Show each line in the items below that contains the word "instance", copying the lines unchanged.

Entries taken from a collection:
----------

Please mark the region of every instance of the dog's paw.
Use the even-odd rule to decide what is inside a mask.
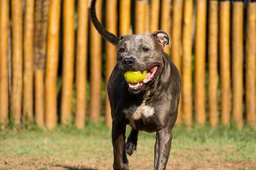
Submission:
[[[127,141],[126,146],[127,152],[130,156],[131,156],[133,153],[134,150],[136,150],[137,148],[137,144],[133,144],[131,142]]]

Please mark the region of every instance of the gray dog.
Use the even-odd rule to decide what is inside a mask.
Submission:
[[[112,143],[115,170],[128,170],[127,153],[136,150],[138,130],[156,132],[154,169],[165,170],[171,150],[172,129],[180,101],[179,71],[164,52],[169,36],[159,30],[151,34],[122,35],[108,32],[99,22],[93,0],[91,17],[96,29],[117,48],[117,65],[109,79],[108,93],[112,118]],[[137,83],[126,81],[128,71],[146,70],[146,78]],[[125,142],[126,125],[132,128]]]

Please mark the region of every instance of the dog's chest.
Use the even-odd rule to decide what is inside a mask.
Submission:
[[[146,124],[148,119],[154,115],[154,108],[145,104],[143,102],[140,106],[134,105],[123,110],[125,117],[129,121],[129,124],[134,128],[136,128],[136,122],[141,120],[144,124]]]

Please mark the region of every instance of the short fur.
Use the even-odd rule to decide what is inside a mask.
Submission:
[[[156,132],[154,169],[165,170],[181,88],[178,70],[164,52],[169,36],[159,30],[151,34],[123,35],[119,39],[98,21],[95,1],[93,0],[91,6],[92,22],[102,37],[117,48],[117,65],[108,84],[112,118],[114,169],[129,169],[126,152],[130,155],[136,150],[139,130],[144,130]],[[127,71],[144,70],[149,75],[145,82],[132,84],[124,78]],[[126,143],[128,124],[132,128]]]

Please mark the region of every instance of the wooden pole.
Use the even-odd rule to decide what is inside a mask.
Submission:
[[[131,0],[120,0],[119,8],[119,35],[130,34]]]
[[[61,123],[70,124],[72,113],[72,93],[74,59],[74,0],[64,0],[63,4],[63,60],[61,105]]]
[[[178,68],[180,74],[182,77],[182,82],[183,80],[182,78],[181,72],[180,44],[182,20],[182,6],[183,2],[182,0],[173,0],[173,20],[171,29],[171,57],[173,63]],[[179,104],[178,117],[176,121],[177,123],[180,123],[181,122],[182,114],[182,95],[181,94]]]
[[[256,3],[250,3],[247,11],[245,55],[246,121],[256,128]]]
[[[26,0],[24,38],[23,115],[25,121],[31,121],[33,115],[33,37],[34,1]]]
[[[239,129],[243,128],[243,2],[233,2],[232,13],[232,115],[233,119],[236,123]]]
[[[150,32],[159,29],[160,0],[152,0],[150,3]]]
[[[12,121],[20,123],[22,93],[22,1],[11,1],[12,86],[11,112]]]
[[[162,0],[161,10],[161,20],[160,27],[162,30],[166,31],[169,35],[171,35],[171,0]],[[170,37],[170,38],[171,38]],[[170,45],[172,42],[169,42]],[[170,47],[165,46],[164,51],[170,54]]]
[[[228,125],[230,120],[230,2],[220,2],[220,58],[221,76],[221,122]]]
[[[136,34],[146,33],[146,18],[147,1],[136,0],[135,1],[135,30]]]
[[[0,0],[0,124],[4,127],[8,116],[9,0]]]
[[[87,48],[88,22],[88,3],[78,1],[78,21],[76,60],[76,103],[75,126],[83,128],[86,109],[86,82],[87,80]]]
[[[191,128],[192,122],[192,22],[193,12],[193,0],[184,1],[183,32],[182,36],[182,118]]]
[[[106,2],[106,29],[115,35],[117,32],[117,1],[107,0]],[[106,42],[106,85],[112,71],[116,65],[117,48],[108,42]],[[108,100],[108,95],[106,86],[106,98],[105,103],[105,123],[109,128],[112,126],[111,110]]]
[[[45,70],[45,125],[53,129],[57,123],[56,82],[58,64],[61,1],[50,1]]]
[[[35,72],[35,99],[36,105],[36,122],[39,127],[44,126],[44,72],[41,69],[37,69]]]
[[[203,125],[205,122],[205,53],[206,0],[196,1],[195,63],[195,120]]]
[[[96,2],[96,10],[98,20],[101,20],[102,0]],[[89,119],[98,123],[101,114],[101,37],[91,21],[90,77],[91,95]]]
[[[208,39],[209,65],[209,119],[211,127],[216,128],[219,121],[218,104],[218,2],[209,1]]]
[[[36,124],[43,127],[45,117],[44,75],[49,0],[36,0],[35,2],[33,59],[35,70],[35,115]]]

----------

* Response *
Please mark the region of every instance of the dog's paw.
Please mark the region of every instance of the gray dog.
Please mark the region of every instance of the dog's chest.
Please mark the region of every instance of the short fur.
Please mark the region of every instance of the wooden pole.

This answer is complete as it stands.